» Work task
Repeat every entry exactly. Do not include the pictures.

Collected data:
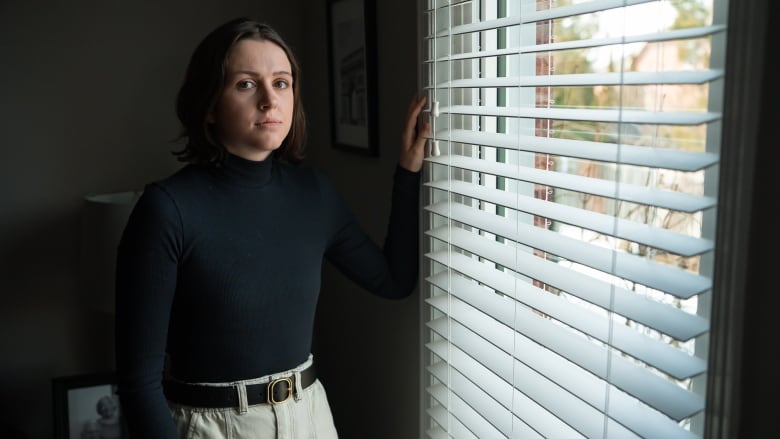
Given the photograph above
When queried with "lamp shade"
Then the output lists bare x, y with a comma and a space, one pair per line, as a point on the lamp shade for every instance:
104, 218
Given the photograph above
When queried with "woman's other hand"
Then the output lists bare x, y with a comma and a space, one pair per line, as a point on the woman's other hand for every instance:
413, 136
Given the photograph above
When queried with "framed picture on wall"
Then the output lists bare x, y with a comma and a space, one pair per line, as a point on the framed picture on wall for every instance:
86, 407
352, 59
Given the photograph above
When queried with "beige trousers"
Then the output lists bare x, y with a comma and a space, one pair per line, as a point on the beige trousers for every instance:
306, 416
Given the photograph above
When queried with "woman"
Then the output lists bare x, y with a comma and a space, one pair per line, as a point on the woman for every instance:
218, 269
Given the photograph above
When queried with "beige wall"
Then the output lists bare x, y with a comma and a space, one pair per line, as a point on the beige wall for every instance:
365, 342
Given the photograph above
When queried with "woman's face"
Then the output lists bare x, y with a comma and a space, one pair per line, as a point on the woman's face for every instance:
254, 111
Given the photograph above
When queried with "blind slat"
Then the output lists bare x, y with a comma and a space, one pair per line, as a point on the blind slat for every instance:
654, 237
532, 16
656, 37
658, 197
653, 352
464, 414
689, 118
560, 357
600, 151
654, 275
586, 79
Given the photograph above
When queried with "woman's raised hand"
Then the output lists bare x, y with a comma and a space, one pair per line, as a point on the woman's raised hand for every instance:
413, 136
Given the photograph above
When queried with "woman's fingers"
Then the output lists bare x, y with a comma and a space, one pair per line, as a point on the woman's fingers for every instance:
413, 136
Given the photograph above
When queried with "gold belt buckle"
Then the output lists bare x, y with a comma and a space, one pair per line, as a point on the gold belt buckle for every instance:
272, 385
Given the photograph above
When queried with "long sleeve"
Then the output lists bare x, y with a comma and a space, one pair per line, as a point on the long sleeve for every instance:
145, 285
390, 271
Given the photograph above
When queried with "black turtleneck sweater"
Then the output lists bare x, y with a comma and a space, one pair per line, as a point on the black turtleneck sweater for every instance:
219, 267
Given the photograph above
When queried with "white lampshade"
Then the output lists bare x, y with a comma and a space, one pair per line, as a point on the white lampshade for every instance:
103, 221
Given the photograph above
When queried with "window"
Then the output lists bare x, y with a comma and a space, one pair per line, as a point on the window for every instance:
569, 216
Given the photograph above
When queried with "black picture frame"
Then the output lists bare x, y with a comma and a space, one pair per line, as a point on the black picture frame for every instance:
353, 76
78, 401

» Response area
Given the photograph above
When queried with "lamp shade"
Then the output lists bare x, y with a comma and a space, one pair per line, as a point on the lamp shade for every instance:
104, 218
Given the photograph above
When queried with "woman's other hand"
Then the output lists bare x, y with a comma and a space, one pair per line, as a point on the woman's other hand for every instance:
413, 136
Given the photograph above
When queried with "framed picture on wall"
Then the output lists bare x, y with a comma and a space, one pair per line, as a point on the framed picture on wall for every instance:
86, 407
352, 59
Given the photograph above
When queried with "beige trousers"
Then the output lists bare x, y with a comma and a space, one pair per line, as a point on the beige trousers for every instance:
306, 416
Given the photograph above
When queried with "woman"
Then the output lists bare x, y with a comma and a space, one pair per line, as a point on the woman for every instance:
218, 269
Given the photograph above
When queried with "beige wall"
Then the output lists bare x, y with a comma and a space, one pair per line, as a point on the beige wall for every instance:
365, 342
Given the photograph above
When queried with "woman's face"
Then the output lists bare x, y with a comma and a space, one pair per line, as a point on the woman's face for every instance:
254, 111
Given the photograph above
When queried with "blind slat"
Then the output lists bare x, y with a comma and a space, one pair per line, as a point on the blind slat for every instance:
654, 237
532, 16
656, 37
658, 197
653, 352
464, 414
689, 118
560, 357
600, 151
654, 275
586, 79
Given the photograph above
When queried with "woman's raised hand"
Then the output lists bare x, y with a comma and a space, one pair per line, as a point on the woman's raised hand for every instance:
413, 136
Given the photograph above
When queried with "woman's fingers"
Then the output lists bare x, y with a comma and a space, one pair per line, as a point on the woman's fingers for every instance:
413, 136
Given the photograph above
When queried with "gold belt buckle"
Then the output lists bare x, y with a comma and a space, one pair per line, as a point on the gold belt buckle for every instance:
272, 385
Given the photograph above
When queried with "long sleeve"
Then the output lists bare x, y with a comma and a space, one pair per line, as a point on the long sleeve for every instance:
145, 285
390, 271
Given the photograph above
When queried with "black turtleneck sweater"
Then the output lists bare x, y with a comma and a space, one pair per line, as a point on the black turtleneck sweater for every instance:
219, 267
Given the photograph above
When queried with "white lampshade"
Then the output lists bare x, y with a comma and a space, one pair per line, as a point on the white lampshade for every instance:
103, 221
Given the photograph above
When queried with "window"
Then the output lists bare x, y with a comma and a space, one pair per line, as a point on the window for every instance:
569, 216
Given the photograph above
When queried with "black picture frame"
Then the output lists bare x, y with a comma and a space, one pair per line, as a point on the black picture frame for every instance:
353, 76
78, 401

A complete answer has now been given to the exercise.